**Task details:**
Print the lines below verbatim, from the first line through the line with "94), (132, 82)]", both ends included. Leave the pictures out of your answer.

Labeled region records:

--------------------------------

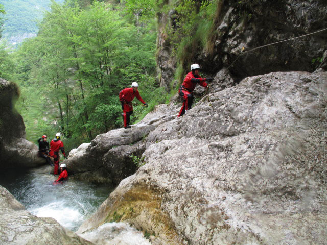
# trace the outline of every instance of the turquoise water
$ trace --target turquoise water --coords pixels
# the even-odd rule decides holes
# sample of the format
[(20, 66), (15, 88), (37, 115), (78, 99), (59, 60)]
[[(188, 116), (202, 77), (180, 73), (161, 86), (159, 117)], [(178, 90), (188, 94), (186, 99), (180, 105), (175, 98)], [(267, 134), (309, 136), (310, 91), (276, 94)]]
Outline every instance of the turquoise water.
[(0, 174), (0, 185), (7, 189), (26, 209), (38, 217), (51, 217), (76, 231), (110, 195), (110, 186), (84, 182), (69, 177), (53, 184), (58, 178), (53, 168), (40, 168)]

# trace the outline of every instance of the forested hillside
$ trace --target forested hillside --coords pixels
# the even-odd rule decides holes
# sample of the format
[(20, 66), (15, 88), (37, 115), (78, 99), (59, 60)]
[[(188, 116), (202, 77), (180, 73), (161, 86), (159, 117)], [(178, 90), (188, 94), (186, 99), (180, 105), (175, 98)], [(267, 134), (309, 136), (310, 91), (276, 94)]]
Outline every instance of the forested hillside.
[(17, 42), (24, 37), (36, 35), (38, 31), (37, 22), (41, 20), (44, 12), (50, 10), (51, 4), (51, 0), (0, 0), (6, 12), (4, 37)]
[(149, 105), (134, 100), (132, 122), (165, 102), (155, 79), (155, 20), (151, 12), (140, 16), (139, 8), (132, 1), (86, 8), (53, 1), (37, 37), (13, 53), (2, 47), (0, 77), (20, 87), (28, 139), (60, 131), (69, 150), (121, 127), (118, 94), (132, 82)]

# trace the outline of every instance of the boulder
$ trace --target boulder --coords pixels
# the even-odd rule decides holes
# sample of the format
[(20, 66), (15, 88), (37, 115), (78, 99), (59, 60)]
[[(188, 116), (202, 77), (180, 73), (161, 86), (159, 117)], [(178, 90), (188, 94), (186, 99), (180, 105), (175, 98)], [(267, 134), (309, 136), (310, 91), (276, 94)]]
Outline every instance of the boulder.
[(69, 156), (68, 168), (96, 155), (104, 168), (113, 145), (121, 157), (136, 153), (130, 143), (143, 152), (143, 165), (78, 232), (118, 220), (152, 244), (324, 243), (327, 72), (272, 72), (222, 90), (220, 80), (233, 83), (216, 78), (184, 116), (160, 105)]
[[(162, 9), (174, 8), (169, 4)], [(327, 67), (326, 30), (252, 50), (325, 29), (325, 1), (232, 0), (217, 4), (207, 39), (195, 39), (192, 46), (182, 47), (184, 55), (179, 57), (175, 57), (176, 41), (170, 34), (178, 26), (178, 15), (173, 9), (158, 14), (156, 60), (160, 86), (168, 91), (181, 82), (174, 81), (176, 68), (178, 74), (181, 68), (185, 74), (192, 63), (199, 64), (206, 74), (228, 67), (238, 82), (246, 77), (273, 71), (313, 72), (319, 67)]]

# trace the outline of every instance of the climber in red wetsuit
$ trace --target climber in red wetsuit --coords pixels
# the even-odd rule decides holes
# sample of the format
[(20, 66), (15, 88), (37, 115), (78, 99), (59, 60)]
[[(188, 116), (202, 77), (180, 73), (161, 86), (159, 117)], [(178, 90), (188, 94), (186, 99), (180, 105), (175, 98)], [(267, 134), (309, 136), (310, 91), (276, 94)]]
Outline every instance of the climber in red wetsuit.
[(56, 180), (55, 180), (55, 182), (63, 181), (65, 180), (68, 177), (68, 173), (67, 173), (67, 170), (66, 170), (66, 164), (63, 163), (60, 165), (60, 171), (61, 173), (60, 173), (58, 179)]
[(138, 93), (138, 84), (136, 82), (132, 83), (131, 88), (126, 88), (119, 92), (119, 100), (121, 101), (122, 109), (123, 109), (123, 117), (124, 118), (124, 127), (125, 129), (131, 128), (129, 125), (129, 117), (133, 114), (133, 105), (132, 101), (134, 97), (148, 107), (148, 104), (139, 96)]
[(59, 150), (61, 151), (65, 159), (67, 159), (65, 149), (63, 148), (63, 143), (60, 140), (61, 134), (60, 133), (56, 134), (56, 138), (51, 140), (50, 142), (50, 156), (53, 157), (55, 164), (54, 175), (58, 175), (58, 168), (59, 166)]
[(183, 105), (177, 117), (184, 115), (188, 110), (192, 107), (193, 103), (193, 92), (196, 85), (198, 83), (202, 87), (206, 88), (208, 84), (205, 82), (211, 82), (213, 80), (211, 78), (201, 77), (199, 74), (200, 66), (197, 64), (191, 65), (191, 71), (186, 76), (182, 86), (179, 87), (178, 90), (178, 95), (183, 98)]

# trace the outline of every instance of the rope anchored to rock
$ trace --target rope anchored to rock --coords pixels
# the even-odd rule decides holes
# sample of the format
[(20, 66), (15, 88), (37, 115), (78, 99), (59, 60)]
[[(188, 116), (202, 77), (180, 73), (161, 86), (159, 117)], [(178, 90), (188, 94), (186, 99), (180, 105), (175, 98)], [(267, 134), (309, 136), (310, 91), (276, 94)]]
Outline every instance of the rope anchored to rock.
[(306, 36), (309, 36), (310, 35), (314, 34), (315, 33), (318, 33), (318, 32), (323, 32), (323, 31), (326, 31), (326, 30), (327, 30), (327, 28), (325, 28), (324, 29), (320, 30), (320, 31), (317, 31), (316, 32), (312, 32), (312, 33), (309, 33), (308, 34), (303, 35), (302, 36), (300, 36), (299, 37), (293, 37), (292, 38), (290, 38), (290, 39), (287, 39), (287, 40), (284, 40), (283, 41), (278, 41), (278, 42), (274, 42), (273, 43), (270, 43), (269, 44), (263, 45), (262, 46), (260, 46), (259, 47), (255, 47), (255, 48), (252, 48), (252, 49), (251, 49), (250, 50), (247, 50), (247, 51), (244, 51), (244, 50), (245, 50), (244, 47), (243, 46), (243, 47), (242, 47), (242, 48), (241, 50), (241, 52), (242, 53), (240, 54), (239, 55), (239, 56), (237, 57), (237, 58), (236, 59), (235, 59), (235, 60), (234, 60), (234, 61), (233, 61), (233, 62), (230, 64), (230, 65), (229, 65), (227, 67), (227, 69), (229, 69), (230, 67), (230, 66), (231, 66), (235, 63), (235, 62), (239, 58), (240, 58), (242, 55), (244, 55), (245, 54), (247, 54), (248, 53), (251, 52), (252, 51), (254, 51), (254, 50), (259, 50), (259, 49), (262, 48), (263, 47), (267, 47), (268, 46), (270, 46), (270, 45), (272, 45), (277, 44), (278, 43), (281, 43), (282, 42), (287, 42), (287, 41), (290, 41), (291, 40), (294, 40), (294, 39), (296, 39), (297, 38), (300, 38), (301, 37), (305, 37)]

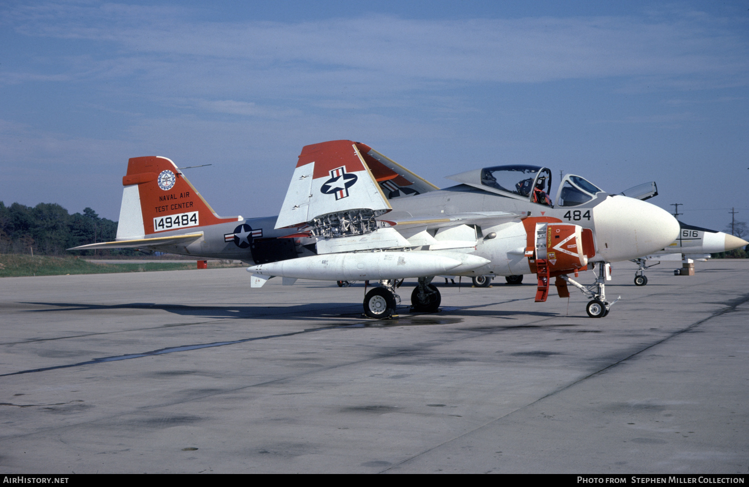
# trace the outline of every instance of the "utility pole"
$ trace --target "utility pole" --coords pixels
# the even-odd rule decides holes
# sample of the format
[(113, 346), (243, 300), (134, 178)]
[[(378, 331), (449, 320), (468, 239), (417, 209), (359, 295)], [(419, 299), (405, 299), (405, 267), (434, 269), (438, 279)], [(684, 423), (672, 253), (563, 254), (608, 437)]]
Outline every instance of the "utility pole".
[(729, 213), (731, 214), (731, 235), (735, 235), (733, 233), (733, 226), (736, 223), (736, 214), (739, 212), (736, 211), (736, 209), (732, 206), (731, 211), (729, 211)]
[(670, 206), (675, 207), (673, 210), (673, 217), (678, 218), (679, 215), (683, 215), (683, 213), (679, 213), (679, 207), (683, 205), (684, 203), (671, 203)]

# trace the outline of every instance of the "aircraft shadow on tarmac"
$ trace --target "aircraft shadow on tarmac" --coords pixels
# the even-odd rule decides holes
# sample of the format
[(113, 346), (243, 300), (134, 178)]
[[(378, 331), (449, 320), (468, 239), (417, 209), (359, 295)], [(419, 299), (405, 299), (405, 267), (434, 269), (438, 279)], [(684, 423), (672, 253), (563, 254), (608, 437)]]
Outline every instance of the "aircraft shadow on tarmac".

--------------------------------

**Final result:**
# trace the outline of every instance of the turquoise water
$ trace --target turquoise water --coords pixels
# the even-odd rule decides holes
# sample of the format
[(20, 66), (15, 88), (37, 115), (78, 99), (59, 60)]
[[(188, 116), (202, 77), (180, 73), (161, 86), (159, 117)], [(178, 90), (188, 94), (186, 99), (180, 105), (175, 98)], [(267, 134), (309, 136), (310, 91), (276, 94)]]
Outline every instance of the turquoise water.
[(0, 174), (0, 185), (7, 189), (26, 209), (38, 217), (51, 217), (76, 231), (110, 195), (110, 186), (84, 182), (69, 177), (53, 184), (58, 178), (53, 168), (40, 168)]

# trace the outline of every instance of the forested hillside
$ trace --target forested hillside --coords pixels
# the even-odd rule decides holes
# sample of the format
[(20, 66), (15, 88), (37, 115), (78, 99), (59, 60)]
[[(188, 116), (202, 77), (180, 73), (161, 86), (159, 117)], [(178, 90), (188, 94), (186, 99), (180, 105), (175, 98)], [(267, 134), (309, 136), (310, 91), (276, 94)]]
Outline every instance of the forested hillside.
[(17, 42), (24, 37), (36, 35), (38, 31), (37, 22), (41, 20), (44, 12), (50, 10), (51, 4), (51, 0), (0, 0), (6, 12), (4, 37)]
[(149, 105), (134, 100), (132, 122), (165, 102), (155, 79), (155, 20), (151, 12), (140, 16), (139, 8), (132, 1), (86, 8), (53, 1), (37, 37), (13, 53), (2, 47), (0, 77), (20, 87), (28, 139), (60, 131), (69, 150), (121, 127), (118, 94), (132, 82)]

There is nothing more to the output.